_Task requirements_.
Copy the lines starting at the one containing "Query: <item>white sky</item>" and ending at the one containing "Give the mask of the <item>white", swapping "white sky" for "pale sky" and keeping everything else the same.

Mask labeling items
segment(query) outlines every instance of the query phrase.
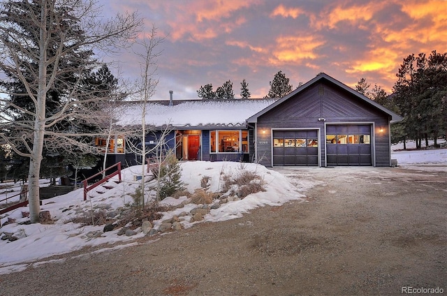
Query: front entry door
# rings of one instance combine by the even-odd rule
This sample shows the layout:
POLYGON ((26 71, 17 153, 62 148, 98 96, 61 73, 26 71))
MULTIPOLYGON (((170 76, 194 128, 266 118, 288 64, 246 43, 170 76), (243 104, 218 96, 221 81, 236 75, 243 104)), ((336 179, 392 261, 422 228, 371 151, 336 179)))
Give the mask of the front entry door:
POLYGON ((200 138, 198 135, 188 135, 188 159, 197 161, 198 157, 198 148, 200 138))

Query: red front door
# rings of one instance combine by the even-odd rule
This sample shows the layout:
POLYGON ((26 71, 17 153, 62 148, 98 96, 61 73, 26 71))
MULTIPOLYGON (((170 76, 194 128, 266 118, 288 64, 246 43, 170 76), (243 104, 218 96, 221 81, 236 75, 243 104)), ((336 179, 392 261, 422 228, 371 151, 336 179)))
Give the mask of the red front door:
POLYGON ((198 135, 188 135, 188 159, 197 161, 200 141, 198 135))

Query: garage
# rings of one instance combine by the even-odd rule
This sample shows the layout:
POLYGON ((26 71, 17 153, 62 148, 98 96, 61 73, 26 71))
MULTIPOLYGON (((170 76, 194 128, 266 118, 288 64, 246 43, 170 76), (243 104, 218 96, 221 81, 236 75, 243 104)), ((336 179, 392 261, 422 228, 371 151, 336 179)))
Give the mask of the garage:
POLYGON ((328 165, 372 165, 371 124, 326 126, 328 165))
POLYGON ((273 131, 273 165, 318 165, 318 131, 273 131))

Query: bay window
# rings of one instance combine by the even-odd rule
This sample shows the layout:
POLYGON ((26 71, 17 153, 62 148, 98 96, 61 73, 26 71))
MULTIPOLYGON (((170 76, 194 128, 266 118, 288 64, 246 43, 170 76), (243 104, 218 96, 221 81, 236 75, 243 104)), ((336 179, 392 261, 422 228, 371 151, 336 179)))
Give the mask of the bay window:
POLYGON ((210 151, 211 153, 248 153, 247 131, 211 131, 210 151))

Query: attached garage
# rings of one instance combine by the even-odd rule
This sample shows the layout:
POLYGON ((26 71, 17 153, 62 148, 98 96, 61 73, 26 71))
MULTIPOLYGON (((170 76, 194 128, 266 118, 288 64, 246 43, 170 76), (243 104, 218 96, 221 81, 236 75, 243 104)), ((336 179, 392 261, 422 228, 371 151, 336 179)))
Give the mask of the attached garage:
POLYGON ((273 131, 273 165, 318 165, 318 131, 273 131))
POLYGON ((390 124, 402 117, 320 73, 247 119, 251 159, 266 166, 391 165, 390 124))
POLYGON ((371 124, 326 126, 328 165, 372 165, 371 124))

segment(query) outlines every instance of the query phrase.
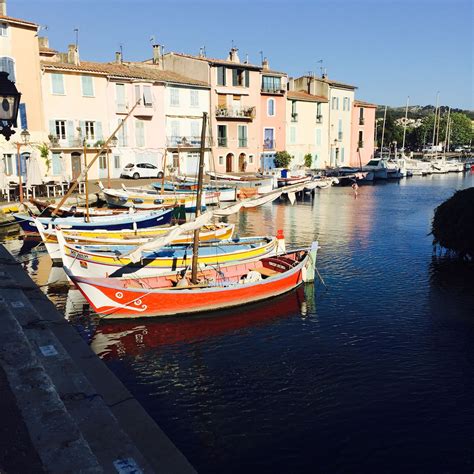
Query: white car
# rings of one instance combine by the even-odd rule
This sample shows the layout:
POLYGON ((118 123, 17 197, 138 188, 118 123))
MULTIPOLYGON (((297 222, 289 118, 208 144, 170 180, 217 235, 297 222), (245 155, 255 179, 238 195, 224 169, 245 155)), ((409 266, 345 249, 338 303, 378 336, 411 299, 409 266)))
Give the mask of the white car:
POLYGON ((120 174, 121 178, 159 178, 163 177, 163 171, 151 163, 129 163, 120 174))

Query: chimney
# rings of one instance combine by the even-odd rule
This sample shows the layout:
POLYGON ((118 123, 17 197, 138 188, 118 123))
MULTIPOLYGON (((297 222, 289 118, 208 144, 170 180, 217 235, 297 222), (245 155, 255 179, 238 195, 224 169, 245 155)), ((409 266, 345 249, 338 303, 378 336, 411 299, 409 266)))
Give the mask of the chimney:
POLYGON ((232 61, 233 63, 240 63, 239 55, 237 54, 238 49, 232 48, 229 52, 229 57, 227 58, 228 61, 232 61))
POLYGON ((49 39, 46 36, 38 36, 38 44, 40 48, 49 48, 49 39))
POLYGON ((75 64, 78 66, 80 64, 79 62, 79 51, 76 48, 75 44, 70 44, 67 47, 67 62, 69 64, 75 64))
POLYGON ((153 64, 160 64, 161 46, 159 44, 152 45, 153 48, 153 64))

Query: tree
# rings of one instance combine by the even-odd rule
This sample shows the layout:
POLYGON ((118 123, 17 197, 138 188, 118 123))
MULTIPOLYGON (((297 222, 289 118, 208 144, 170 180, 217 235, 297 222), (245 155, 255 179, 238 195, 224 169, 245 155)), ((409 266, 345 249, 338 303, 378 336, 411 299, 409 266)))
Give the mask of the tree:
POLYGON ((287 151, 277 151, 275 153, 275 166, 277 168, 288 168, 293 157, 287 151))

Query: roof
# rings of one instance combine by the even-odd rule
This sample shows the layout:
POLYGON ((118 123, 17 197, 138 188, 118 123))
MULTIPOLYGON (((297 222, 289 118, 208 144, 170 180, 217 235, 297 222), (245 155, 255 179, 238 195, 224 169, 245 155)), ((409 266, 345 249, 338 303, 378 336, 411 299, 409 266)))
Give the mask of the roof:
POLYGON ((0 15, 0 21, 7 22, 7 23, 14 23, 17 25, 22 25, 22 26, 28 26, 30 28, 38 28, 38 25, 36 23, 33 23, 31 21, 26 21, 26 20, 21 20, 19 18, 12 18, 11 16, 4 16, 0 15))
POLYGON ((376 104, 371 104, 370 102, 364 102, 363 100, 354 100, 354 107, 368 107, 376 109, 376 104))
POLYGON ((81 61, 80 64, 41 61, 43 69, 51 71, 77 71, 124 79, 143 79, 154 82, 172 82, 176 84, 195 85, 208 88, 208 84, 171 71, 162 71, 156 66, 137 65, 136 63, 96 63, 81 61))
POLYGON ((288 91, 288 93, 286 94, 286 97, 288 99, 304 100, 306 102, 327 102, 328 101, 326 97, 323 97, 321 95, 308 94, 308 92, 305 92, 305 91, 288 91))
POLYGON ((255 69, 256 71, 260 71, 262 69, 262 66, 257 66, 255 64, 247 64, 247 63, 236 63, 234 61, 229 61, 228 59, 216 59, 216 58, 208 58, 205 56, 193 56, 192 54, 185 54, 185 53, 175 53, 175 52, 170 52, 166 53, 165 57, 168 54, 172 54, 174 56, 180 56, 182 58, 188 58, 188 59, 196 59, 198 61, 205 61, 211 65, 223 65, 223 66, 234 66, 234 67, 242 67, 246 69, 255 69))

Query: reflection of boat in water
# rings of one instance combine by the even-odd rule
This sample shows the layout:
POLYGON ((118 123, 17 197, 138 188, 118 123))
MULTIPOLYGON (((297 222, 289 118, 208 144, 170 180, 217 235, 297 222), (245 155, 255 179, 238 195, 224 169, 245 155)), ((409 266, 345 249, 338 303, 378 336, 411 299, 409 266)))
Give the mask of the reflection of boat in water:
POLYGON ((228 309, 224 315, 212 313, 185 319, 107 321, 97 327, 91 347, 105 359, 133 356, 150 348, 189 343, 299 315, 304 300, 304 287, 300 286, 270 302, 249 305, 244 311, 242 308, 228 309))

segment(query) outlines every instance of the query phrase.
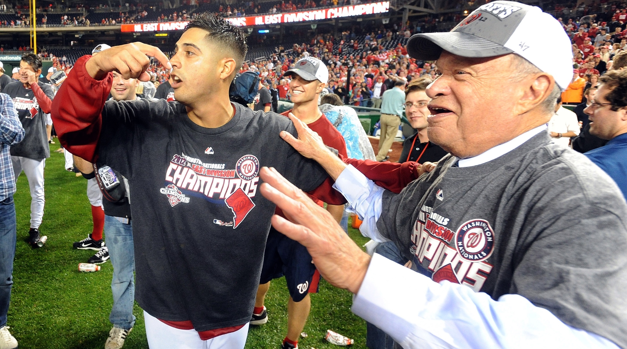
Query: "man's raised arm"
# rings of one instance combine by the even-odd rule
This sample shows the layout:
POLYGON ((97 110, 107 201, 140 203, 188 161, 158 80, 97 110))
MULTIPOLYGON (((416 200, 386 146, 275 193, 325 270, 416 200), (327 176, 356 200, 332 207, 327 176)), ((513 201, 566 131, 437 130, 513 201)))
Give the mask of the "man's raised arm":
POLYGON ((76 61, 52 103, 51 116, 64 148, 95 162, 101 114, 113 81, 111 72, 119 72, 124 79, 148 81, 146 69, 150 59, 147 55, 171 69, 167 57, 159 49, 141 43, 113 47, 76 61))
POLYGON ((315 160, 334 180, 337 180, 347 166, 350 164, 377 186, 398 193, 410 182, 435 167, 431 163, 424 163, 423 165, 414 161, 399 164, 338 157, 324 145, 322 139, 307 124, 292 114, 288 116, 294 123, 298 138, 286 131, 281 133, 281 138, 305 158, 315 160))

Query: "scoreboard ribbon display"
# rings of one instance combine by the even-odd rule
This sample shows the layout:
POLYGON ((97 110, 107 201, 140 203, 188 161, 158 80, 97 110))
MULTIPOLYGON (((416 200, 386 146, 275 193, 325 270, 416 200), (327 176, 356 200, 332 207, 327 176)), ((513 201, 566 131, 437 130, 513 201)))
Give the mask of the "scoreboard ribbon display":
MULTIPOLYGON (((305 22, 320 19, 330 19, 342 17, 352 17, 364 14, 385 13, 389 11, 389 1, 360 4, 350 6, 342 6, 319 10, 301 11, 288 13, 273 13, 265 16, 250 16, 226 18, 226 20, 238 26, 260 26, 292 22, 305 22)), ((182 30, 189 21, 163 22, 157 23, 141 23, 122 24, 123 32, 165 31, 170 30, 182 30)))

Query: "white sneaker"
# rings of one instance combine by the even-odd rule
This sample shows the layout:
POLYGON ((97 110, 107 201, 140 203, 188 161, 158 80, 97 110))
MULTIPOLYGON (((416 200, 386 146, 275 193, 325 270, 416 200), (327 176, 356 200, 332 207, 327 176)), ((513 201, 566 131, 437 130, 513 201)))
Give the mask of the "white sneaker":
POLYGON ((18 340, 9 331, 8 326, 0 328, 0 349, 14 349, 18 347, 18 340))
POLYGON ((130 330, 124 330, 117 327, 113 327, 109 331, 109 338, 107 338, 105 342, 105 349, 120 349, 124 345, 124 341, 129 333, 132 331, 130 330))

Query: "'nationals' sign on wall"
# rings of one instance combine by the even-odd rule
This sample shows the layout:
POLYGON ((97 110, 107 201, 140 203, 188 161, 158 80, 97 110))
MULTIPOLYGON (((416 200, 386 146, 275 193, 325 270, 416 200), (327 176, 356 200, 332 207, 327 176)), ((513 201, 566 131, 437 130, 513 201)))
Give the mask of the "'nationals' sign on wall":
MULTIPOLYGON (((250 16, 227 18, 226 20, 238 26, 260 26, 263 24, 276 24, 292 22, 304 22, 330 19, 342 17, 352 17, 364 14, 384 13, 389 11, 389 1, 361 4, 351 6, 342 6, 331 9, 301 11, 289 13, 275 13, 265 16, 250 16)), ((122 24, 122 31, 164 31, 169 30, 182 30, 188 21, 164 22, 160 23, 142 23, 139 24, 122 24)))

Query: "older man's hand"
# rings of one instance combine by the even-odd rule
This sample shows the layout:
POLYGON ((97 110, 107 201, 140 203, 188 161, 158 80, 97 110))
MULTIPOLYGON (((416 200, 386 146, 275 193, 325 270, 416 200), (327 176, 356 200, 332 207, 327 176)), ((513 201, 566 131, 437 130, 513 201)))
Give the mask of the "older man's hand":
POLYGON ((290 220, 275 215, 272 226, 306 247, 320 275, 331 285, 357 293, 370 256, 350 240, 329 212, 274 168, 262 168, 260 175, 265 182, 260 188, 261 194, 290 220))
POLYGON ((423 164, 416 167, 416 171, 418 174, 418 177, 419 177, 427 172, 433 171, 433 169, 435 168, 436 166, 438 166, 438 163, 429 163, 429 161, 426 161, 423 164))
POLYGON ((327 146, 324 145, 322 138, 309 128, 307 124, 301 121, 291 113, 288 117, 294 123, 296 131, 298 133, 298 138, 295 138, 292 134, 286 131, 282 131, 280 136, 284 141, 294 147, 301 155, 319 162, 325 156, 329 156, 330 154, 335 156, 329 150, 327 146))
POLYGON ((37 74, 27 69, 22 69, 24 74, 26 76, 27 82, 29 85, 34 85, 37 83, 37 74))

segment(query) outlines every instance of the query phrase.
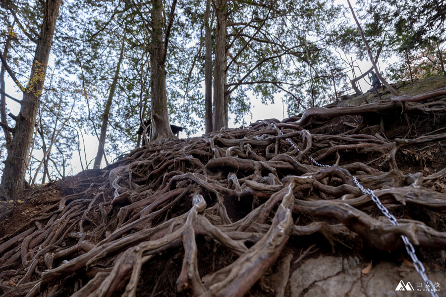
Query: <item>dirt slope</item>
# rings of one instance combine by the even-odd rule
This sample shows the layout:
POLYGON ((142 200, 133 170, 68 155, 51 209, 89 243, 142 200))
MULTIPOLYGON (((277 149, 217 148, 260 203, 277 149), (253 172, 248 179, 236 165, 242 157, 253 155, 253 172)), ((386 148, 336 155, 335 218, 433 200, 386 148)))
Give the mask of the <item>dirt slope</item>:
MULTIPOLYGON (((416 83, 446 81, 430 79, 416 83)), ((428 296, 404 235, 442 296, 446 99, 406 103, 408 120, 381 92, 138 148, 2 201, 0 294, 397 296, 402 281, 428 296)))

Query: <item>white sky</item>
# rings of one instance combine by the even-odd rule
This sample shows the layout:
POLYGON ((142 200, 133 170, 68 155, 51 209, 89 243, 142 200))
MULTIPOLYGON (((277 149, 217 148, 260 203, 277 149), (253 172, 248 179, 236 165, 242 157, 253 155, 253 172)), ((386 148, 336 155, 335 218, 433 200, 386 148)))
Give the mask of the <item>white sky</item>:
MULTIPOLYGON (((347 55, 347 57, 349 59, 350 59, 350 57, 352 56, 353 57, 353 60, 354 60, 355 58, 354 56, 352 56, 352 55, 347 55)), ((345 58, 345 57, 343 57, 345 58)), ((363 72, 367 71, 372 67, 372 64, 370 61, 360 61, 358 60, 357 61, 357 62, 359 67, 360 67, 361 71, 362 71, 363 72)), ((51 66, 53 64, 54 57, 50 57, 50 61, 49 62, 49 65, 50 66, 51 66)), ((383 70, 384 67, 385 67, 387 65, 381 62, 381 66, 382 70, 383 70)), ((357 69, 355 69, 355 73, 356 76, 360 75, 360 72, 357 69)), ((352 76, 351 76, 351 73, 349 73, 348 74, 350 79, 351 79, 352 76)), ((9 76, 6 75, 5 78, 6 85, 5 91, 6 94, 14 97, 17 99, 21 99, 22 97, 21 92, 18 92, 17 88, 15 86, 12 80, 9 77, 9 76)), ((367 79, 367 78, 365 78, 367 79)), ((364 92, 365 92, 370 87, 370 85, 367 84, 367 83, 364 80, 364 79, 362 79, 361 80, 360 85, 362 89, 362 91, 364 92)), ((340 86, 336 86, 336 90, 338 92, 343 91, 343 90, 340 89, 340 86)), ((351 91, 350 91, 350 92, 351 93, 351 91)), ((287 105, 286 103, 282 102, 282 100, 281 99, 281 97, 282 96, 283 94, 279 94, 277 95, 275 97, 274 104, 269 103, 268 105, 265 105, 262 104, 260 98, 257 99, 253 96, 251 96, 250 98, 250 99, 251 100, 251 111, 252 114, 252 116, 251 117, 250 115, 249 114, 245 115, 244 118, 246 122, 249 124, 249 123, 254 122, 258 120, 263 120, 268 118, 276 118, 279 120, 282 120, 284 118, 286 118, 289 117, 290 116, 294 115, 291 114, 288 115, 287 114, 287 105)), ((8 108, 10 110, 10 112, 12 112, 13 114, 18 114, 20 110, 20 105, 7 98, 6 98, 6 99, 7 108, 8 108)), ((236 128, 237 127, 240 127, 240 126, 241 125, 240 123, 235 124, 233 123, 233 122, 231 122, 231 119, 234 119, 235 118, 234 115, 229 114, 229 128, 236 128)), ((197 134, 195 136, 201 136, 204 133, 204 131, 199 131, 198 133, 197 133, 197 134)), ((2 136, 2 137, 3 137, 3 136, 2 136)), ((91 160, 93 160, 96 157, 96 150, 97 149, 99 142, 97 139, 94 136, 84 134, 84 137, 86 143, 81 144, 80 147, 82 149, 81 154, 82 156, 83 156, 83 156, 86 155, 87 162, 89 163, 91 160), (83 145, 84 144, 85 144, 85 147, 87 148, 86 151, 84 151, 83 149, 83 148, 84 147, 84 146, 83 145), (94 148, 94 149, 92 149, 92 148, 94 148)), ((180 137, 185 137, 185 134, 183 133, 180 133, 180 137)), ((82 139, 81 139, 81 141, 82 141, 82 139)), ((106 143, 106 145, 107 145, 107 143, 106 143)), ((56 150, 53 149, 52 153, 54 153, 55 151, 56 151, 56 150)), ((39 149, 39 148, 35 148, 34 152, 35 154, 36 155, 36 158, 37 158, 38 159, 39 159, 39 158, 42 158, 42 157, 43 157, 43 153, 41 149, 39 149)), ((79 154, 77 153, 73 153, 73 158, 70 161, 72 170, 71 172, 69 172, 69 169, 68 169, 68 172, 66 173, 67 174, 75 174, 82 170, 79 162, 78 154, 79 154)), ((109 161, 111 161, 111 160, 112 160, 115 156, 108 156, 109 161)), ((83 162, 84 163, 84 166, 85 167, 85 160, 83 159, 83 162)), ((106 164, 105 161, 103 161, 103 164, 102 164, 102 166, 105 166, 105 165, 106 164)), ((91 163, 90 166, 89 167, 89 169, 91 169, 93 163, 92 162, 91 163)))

_Task answer_.
Query: <item>pale sky</item>
# rings of one instance combine by the even-odd rule
This sample shows the layout:
POLYGON ((142 200, 133 170, 68 155, 51 209, 89 243, 142 200))
MULTIPOLYGON (((277 149, 217 148, 260 203, 277 149), (253 172, 248 179, 236 165, 242 157, 253 155, 253 172)), ((386 148, 336 155, 335 218, 433 200, 386 148)))
Give the mask of the <item>pale sky</item>:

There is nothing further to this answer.